TASK BRIEF:
Answer these questions about the passage on Mamba discretization, one per line, marked 1., 2., 3.
1. What assumption is used to "sample" $A(s)$ in the LTV case?
2. What short name does the passage give the exponential-adjusted Euler discretization scheme?
3. In the exponential-Euler approach, which rule is used to approximate the integral?

___ PASSAGE PROVIDED ___

Under the LTV case, because $A(s)$ is continuous, we “sample” it with a right-hold assumption where $\forall s \in [\tau_{t-1},\tau_t], A(s) = A(\tau_t) = A_t$, resulting in
\[h_t \approx \exp(\Delta_t A_t)h_{t-1} + \int_{\tau_{t-1}}^{\tau_t} \exp\left((\tau_t - \tau)A_t\right)B(\tau)x(\tau)d\tau\]If $A$ is LTI, i.e., constant, then the state-transition integral is exactly $\exp(A \Delta_t)$, which is the discretized $\bar{A}$ term for canonical ZOH.
Under the assumption $x(\tau) = x_t$, if $B$ is also LTI, then $\bar{B}$ also recovers the canonical ZOH term, $A^{-1}\left(\exp(\Delta A) - I\right)B$.
This final equation lays the foundation for recovering the prior Mamba discretization methods and is also the inspiration of our “exponential-“ style name, as the application of the integration factor can be seen as a style of exponential tilting or adjustment.
As previously mentioned, prior Mamba discretizations differ on paper and in practice. Now, using our new discretization derivation and certain sampling assumptions, we can recover the reported LTV ZOH discretization and the implemented exponential-adjusted Euler discretization scheme, or exponential-Euler for short.
We have already recovered the $\bar{A}$ term for both, so we will focus only on the remaining state-input integral which evaluates to $\bar{B}$.
ZOH: Assuming similar assumptions where $B(\tau), x(\tau)$ are constant and sampled at the right endpoint,
\[\begin{aligned} (\cdot) &= B(\tau_t)x(\tau_t) \int_{\tau_{t-1}}^{\tau_t} \exp\left((\tau_t - \tau)A_t\right)d\tau\\ &= B_t\,x_t\exp(A_t\tau_t) \int_{\tau_{t-1}}^{\tau_t} \exp\left(-A_t\tau\right)d\tau \\ &= B_t\,x_t\exp(A_t\tau_t)\dfrac{1}{A_t}\left(\exp(-A_t\tau_{t-1}) - \exp(-A_t\tau_t)\right) \\ &= A_t^{-1}\left(\exp(A_t(\tau_t - \tau_{t-1})) - I\right)B_t\,x_t \\ &= A_t^{-1}\left(\exp({\Delta_tA_t})-I\right)B_t\,x_t \end{aligned}\]Exponential-Euler: Once again, we approximate the integral with Euler’s rule and hold the $B, x$ terms to the right endpoint.

___ RAW DATA ___

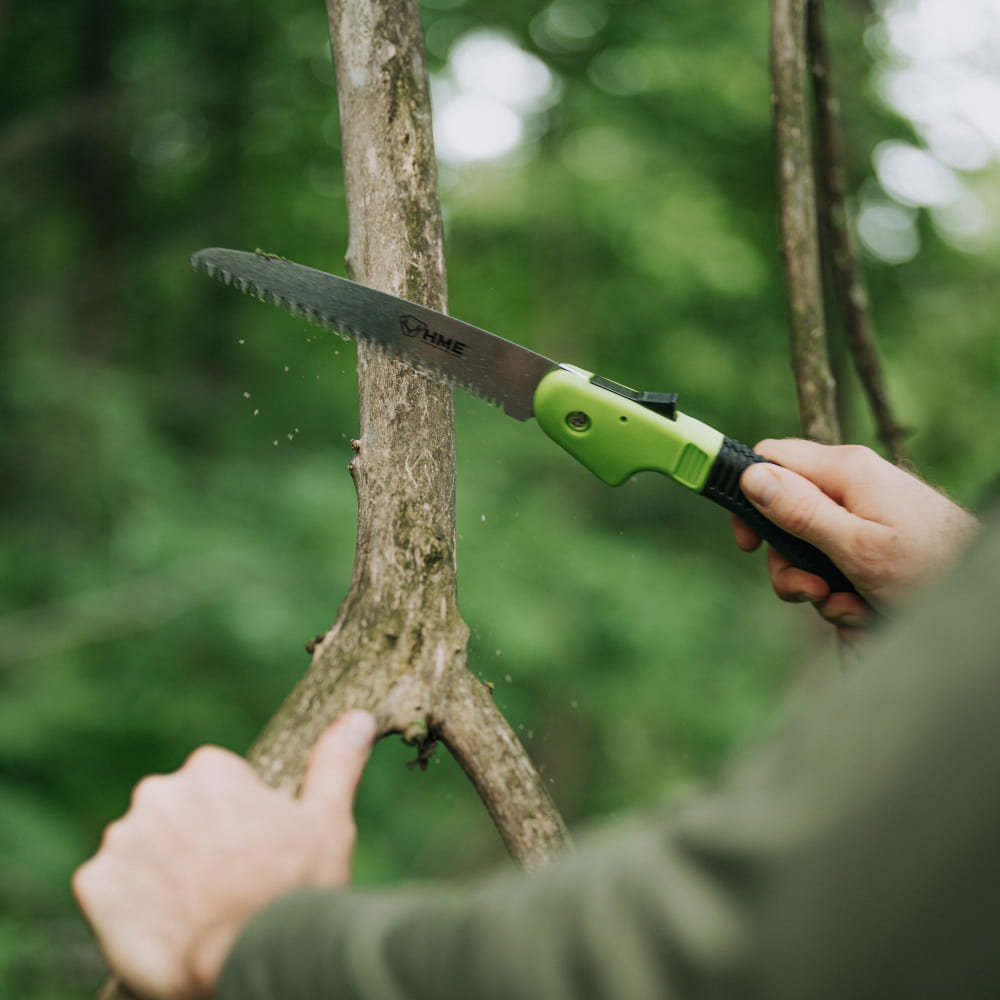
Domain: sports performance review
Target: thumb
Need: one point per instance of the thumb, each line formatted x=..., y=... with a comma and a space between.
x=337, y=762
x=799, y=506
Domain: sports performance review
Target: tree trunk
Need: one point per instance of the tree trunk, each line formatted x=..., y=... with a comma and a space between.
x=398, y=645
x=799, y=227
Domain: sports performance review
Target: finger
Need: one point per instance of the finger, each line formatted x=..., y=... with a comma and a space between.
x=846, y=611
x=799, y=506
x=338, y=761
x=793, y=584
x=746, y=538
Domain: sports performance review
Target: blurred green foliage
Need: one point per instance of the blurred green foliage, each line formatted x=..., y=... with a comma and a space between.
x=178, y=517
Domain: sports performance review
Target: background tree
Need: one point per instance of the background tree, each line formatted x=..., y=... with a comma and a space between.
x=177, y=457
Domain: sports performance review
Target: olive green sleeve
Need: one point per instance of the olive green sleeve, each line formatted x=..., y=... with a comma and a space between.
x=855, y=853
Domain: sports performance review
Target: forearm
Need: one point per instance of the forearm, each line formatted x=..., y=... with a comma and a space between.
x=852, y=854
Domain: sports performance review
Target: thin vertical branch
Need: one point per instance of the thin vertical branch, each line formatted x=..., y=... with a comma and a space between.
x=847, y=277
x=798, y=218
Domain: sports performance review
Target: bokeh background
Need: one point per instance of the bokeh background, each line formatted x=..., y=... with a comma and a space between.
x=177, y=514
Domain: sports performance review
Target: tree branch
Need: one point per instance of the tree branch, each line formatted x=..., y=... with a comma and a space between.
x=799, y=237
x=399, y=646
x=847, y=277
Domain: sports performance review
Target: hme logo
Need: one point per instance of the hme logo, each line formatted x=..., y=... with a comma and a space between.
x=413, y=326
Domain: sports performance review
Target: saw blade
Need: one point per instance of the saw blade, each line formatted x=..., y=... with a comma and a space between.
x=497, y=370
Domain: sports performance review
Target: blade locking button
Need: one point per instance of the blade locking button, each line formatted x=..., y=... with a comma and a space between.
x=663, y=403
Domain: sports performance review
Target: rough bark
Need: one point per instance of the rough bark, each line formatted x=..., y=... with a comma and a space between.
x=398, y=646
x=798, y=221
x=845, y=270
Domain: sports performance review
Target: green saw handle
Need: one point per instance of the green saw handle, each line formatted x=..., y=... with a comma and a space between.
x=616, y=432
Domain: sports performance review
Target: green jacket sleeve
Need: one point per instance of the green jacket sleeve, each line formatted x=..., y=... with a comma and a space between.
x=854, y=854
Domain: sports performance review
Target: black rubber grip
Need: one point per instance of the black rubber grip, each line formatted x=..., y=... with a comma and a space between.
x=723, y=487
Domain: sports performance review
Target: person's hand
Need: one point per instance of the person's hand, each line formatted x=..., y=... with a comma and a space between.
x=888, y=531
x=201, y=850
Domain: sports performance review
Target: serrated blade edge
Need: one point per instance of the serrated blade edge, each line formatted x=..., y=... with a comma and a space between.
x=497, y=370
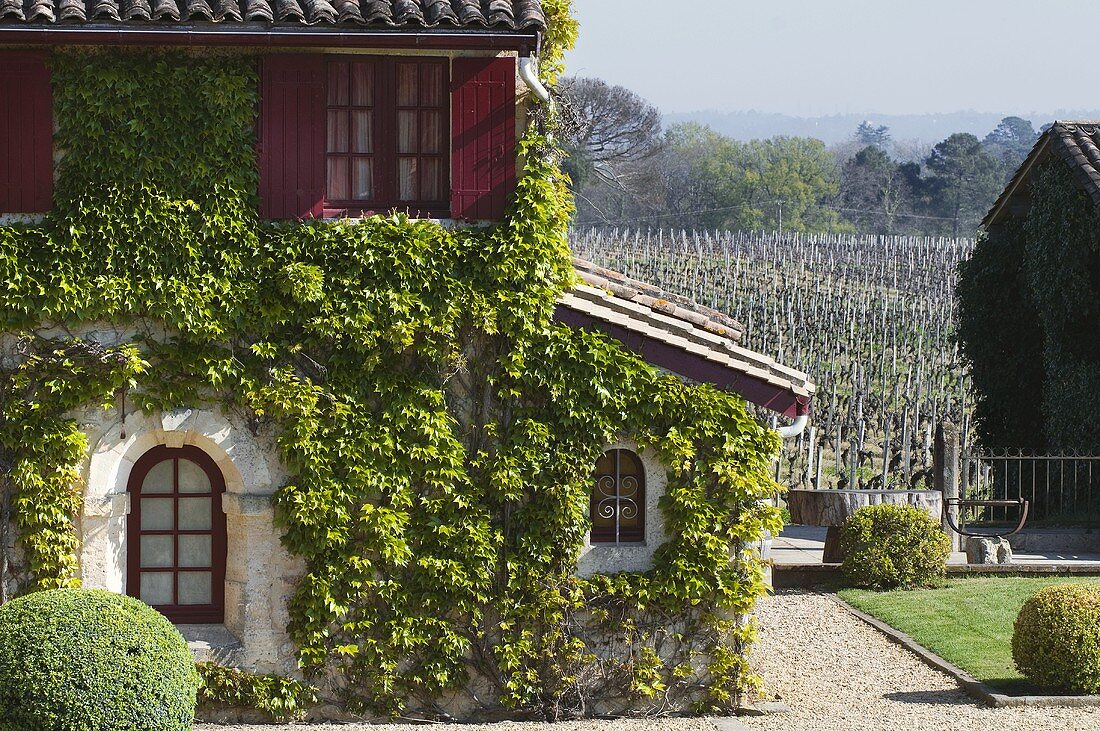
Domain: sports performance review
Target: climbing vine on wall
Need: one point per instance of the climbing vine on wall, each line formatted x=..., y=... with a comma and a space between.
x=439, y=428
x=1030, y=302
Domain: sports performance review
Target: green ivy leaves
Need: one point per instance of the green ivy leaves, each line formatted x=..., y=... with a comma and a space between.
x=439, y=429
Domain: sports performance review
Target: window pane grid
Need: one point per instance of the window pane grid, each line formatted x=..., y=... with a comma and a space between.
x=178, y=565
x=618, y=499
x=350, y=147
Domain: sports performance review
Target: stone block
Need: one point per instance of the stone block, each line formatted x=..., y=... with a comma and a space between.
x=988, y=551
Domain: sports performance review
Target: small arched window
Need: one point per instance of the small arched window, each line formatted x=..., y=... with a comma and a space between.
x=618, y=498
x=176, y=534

___

RESPONSE TO THIS EXERCISE:
1. A right-hold assumption
2. Exponential-Euler
3. Euler's rule